Record list:
—————

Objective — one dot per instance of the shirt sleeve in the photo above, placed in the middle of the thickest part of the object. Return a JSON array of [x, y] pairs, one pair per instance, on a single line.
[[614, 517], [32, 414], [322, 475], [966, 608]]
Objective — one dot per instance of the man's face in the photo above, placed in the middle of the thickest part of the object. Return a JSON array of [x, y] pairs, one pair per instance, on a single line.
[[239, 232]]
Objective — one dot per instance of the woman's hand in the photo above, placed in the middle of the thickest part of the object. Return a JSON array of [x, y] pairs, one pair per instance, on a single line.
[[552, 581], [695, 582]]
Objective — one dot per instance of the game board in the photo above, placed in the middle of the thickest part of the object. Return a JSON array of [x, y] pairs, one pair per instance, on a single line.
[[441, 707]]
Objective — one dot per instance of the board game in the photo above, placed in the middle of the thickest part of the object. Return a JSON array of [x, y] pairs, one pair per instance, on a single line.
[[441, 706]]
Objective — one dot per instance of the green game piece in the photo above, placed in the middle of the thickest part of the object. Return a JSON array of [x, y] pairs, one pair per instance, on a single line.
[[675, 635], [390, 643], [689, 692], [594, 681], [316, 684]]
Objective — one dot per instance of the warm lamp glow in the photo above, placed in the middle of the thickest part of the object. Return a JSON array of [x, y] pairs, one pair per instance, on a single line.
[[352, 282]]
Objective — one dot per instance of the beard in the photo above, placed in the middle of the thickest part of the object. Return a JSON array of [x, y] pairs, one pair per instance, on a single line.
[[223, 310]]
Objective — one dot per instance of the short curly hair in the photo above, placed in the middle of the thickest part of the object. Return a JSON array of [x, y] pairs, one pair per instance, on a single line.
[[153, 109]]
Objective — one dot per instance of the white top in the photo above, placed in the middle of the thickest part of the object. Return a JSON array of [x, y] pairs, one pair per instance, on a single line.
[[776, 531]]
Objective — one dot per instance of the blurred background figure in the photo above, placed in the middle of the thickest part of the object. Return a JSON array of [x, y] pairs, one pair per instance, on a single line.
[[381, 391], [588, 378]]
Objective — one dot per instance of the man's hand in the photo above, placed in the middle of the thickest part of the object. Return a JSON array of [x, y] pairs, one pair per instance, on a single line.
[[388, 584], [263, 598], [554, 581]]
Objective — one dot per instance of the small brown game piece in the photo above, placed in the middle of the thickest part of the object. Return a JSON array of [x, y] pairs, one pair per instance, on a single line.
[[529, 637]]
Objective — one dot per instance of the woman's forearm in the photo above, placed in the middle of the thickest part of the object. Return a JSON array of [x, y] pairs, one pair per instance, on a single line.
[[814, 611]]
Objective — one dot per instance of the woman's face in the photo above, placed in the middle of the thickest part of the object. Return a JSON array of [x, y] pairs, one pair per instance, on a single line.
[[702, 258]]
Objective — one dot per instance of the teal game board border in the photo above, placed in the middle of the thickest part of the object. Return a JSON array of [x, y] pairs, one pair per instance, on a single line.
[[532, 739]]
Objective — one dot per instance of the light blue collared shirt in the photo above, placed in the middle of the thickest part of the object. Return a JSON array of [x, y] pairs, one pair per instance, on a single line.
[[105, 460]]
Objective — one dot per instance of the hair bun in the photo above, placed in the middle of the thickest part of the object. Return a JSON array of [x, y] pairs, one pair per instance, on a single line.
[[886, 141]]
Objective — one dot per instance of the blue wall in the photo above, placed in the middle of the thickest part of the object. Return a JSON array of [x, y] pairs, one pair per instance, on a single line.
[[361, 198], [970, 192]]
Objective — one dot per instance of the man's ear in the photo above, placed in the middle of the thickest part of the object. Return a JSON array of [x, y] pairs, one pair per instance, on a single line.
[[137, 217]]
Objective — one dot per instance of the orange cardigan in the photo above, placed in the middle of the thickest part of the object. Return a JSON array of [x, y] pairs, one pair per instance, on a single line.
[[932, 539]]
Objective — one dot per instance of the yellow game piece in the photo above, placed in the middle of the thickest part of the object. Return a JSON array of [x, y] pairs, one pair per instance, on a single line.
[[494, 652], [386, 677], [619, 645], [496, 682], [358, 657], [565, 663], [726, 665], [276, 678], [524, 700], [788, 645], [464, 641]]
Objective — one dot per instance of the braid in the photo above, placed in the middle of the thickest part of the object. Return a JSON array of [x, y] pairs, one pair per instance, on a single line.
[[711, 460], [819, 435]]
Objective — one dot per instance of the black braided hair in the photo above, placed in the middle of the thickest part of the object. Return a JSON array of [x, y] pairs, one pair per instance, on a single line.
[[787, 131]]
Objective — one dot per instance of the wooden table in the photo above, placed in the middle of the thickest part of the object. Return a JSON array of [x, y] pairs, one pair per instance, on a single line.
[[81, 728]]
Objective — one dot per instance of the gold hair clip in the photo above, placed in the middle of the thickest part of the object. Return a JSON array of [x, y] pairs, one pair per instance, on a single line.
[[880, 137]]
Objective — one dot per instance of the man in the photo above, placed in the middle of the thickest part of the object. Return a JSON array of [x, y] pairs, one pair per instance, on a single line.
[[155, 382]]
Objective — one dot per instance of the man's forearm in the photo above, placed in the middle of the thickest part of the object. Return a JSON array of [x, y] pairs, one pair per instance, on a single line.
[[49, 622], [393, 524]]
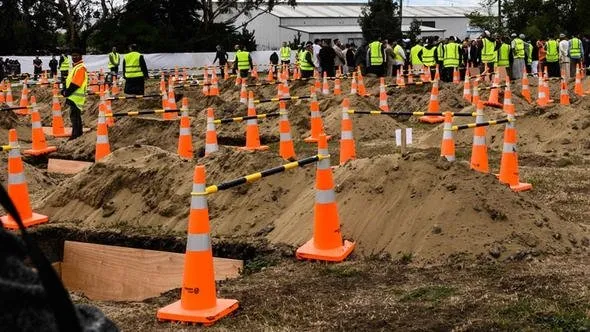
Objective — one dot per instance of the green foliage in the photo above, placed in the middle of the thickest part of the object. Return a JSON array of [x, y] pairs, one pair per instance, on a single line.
[[380, 19]]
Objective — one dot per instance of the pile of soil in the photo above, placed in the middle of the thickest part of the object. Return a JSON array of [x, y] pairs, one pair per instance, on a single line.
[[419, 206]]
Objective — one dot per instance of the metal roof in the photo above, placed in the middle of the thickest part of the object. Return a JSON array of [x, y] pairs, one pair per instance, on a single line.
[[347, 10], [347, 28]]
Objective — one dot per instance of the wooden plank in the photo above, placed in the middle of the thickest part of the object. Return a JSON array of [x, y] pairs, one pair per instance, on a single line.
[[113, 273], [66, 166]]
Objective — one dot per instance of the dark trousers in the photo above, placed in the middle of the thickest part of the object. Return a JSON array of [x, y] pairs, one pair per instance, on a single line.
[[134, 86], [553, 69], [75, 118]]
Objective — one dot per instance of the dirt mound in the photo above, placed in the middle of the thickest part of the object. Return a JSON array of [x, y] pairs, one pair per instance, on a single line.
[[418, 206]]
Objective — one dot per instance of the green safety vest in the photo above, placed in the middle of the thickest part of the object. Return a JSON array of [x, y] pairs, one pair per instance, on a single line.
[[113, 60], [414, 55], [440, 50], [242, 57], [518, 48], [132, 67], [285, 53], [428, 57], [552, 51], [576, 48], [78, 96], [376, 56], [303, 64], [451, 58], [504, 55], [488, 55], [65, 65]]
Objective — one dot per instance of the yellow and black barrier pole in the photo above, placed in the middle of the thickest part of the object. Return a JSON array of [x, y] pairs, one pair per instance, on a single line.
[[259, 175], [481, 124], [244, 118], [473, 114]]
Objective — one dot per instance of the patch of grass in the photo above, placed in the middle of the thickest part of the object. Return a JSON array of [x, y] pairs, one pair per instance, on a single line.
[[340, 271], [428, 293]]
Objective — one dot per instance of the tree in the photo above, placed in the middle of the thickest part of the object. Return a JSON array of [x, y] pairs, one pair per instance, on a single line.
[[380, 19], [414, 32]]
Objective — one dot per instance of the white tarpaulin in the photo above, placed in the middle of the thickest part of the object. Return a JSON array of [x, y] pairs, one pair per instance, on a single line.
[[154, 61]]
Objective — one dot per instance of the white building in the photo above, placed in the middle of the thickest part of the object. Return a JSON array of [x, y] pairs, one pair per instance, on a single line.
[[330, 20]]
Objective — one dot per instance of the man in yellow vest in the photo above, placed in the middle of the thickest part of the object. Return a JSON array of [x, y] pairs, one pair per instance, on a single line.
[[552, 57], [64, 67], [75, 92], [285, 54], [575, 52], [243, 62], [488, 52], [134, 71], [452, 58], [376, 57], [305, 61], [114, 60]]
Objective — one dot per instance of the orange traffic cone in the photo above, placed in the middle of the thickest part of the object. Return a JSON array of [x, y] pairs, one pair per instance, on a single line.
[[578, 89], [185, 137], [353, 84], [325, 86], [467, 87], [286, 148], [494, 93], [317, 125], [171, 105], [214, 90], [456, 76], [18, 189], [337, 87], [243, 94], [447, 148], [39, 146], [509, 162], [383, 96], [102, 138], [198, 298], [433, 106], [57, 122], [508, 105], [347, 146], [326, 244], [525, 91], [564, 97], [479, 150], [211, 135], [9, 98], [252, 133], [24, 101]]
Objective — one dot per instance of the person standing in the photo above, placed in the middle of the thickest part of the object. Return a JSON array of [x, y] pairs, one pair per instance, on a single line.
[[221, 55], [518, 54], [564, 59], [575, 53], [285, 54], [243, 62], [376, 57], [134, 72], [37, 67], [114, 60], [451, 60], [75, 92], [53, 66], [64, 66], [327, 56], [552, 57], [306, 61], [339, 60]]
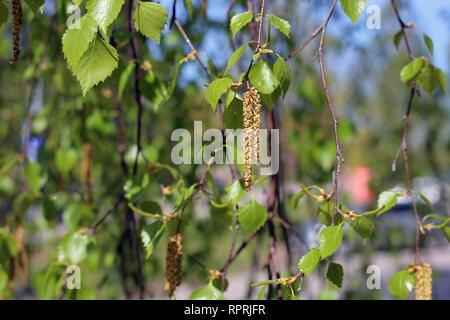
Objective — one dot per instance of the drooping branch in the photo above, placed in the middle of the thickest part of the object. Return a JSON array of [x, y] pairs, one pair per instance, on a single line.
[[404, 143]]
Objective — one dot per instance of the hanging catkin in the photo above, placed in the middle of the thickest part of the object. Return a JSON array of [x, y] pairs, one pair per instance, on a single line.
[[16, 13], [252, 121], [424, 282], [174, 264]]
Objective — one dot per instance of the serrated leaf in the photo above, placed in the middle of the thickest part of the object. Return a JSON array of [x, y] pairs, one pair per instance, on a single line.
[[189, 7], [96, 64], [124, 77], [135, 186], [3, 15], [73, 247], [401, 284], [309, 261], [283, 73], [34, 176], [239, 21], [429, 43], [77, 38], [150, 235], [236, 56], [104, 11], [329, 240], [216, 89], [150, 19], [335, 275], [353, 8], [232, 115], [252, 216], [412, 70], [363, 226], [388, 199], [263, 78], [235, 191], [49, 210], [208, 292], [35, 4], [280, 24]]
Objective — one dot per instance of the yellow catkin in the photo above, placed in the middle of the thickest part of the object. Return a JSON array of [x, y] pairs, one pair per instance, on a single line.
[[424, 282], [16, 13], [174, 264], [251, 121]]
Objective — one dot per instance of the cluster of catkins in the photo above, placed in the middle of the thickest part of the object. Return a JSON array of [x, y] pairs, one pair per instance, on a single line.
[[424, 282], [16, 12], [174, 264], [252, 122]]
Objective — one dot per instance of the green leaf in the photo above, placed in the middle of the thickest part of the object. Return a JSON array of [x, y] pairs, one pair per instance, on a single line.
[[446, 232], [73, 247], [208, 292], [283, 73], [104, 11], [34, 176], [363, 226], [335, 275], [239, 21], [77, 38], [150, 235], [124, 77], [150, 19], [388, 199], [96, 64], [153, 89], [3, 17], [429, 43], [430, 77], [261, 292], [224, 213], [216, 89], [280, 24], [236, 56], [329, 240], [325, 213], [232, 115], [412, 70], [263, 78], [353, 8], [397, 38], [235, 191], [309, 261], [65, 160], [425, 199], [135, 186], [401, 284], [442, 80], [252, 216], [49, 208], [35, 4]]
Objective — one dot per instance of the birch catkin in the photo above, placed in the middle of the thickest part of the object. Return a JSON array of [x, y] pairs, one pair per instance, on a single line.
[[252, 122], [174, 264], [424, 282], [16, 13]]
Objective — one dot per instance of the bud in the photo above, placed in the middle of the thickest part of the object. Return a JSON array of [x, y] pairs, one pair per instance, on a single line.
[[174, 261], [16, 13]]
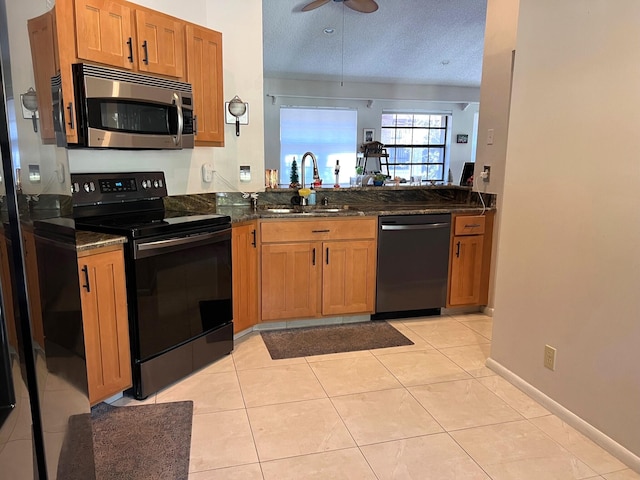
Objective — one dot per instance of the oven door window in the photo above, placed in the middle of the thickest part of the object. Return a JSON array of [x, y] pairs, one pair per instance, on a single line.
[[130, 116], [183, 290]]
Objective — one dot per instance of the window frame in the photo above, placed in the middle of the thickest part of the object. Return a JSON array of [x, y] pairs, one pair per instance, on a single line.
[[391, 148]]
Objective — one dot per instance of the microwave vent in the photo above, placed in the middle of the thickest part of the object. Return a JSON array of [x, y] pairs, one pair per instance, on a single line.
[[130, 77]]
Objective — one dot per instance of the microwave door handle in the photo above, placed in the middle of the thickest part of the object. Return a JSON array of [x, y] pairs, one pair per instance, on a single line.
[[177, 102], [60, 119]]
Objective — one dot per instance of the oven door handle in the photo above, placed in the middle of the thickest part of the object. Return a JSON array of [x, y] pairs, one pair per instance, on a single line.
[[158, 247]]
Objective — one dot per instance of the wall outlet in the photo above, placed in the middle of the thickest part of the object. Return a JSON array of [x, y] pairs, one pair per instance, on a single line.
[[549, 357], [486, 174], [207, 173], [490, 134]]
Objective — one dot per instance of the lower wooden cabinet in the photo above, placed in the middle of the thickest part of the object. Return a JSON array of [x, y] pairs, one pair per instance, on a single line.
[[348, 277], [315, 268], [470, 260], [290, 280], [244, 257], [33, 286], [104, 318]]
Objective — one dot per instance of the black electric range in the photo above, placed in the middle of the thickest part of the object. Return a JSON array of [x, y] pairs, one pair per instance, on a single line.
[[178, 274]]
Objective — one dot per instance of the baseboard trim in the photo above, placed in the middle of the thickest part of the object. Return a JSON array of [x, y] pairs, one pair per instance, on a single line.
[[567, 416]]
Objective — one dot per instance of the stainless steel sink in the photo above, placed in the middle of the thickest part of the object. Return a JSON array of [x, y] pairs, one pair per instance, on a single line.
[[302, 210], [324, 210], [278, 210]]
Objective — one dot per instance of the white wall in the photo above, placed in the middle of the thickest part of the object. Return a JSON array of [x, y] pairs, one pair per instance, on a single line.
[[569, 268], [30, 148], [242, 63], [499, 43], [461, 103]]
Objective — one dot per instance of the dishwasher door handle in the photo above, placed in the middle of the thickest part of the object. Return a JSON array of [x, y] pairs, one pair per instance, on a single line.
[[423, 226]]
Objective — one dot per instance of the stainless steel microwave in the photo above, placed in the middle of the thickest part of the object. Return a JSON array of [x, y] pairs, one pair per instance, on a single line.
[[121, 109]]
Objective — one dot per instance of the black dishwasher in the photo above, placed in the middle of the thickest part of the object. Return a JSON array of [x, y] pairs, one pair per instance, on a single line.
[[413, 264]]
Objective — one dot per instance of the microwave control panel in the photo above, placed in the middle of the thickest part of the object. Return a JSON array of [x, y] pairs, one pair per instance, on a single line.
[[100, 188]]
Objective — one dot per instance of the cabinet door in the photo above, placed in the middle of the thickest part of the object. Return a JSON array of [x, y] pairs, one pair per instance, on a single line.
[[104, 32], [466, 270], [290, 280], [104, 318], [245, 276], [204, 73], [348, 277], [160, 43], [44, 60]]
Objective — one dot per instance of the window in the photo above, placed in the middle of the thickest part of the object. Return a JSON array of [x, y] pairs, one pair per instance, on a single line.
[[329, 133], [416, 144]]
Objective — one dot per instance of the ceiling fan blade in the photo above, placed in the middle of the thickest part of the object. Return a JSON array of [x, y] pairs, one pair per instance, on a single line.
[[315, 4], [362, 6]]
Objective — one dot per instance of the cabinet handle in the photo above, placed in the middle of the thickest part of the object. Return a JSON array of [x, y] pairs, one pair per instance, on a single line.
[[130, 57], [146, 53], [86, 285], [70, 108]]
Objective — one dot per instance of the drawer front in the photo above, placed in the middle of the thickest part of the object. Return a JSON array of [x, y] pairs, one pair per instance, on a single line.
[[317, 229], [469, 225]]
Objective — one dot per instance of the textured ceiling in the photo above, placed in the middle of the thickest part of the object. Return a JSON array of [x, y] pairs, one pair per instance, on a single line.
[[424, 42]]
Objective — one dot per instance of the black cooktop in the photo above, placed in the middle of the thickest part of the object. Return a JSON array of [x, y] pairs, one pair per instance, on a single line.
[[146, 224], [131, 204]]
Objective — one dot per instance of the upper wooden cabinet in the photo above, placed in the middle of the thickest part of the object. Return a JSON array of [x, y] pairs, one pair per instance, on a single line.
[[104, 33], [160, 43], [204, 73], [121, 34]]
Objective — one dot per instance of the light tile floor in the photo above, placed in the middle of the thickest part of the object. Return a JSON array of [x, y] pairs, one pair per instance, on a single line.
[[431, 410]]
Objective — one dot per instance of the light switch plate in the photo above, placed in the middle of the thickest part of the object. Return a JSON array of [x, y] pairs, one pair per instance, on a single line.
[[207, 173]]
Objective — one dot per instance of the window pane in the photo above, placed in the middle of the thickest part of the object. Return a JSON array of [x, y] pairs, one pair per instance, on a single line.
[[421, 120], [402, 171], [436, 155], [416, 144], [436, 137], [329, 133], [388, 120], [435, 173], [404, 120], [388, 136], [438, 121], [420, 137], [404, 136]]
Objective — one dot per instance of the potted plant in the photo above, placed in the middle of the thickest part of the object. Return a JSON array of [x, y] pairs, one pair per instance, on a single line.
[[378, 179]]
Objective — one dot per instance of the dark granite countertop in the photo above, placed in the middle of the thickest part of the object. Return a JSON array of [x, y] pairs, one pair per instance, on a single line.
[[92, 240], [245, 213]]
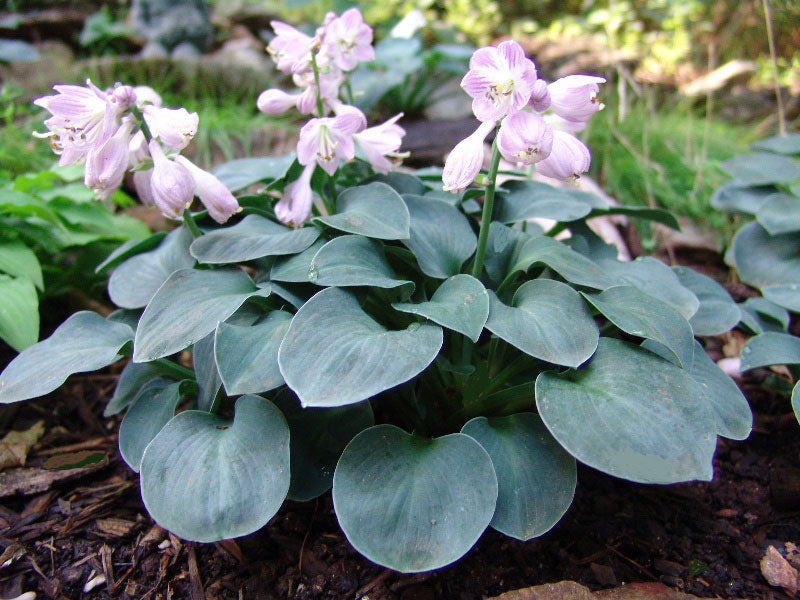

—————

Report, in full, every line in the entries above that contains the word "dark".

Exercise solution:
Objective — one dot per instance of the dark trousers in the photo above, placed in the middle of the thickest part of the object. Return a JSON array of [x, y] pairs, one pair per instance, on a single line.
Objective — one dot per instance of the dark granite countertop in the photo above, placed in the middle of the thickest part of the object. Return a JSON array of [x, y] pairs, one pair per instance, on a single line.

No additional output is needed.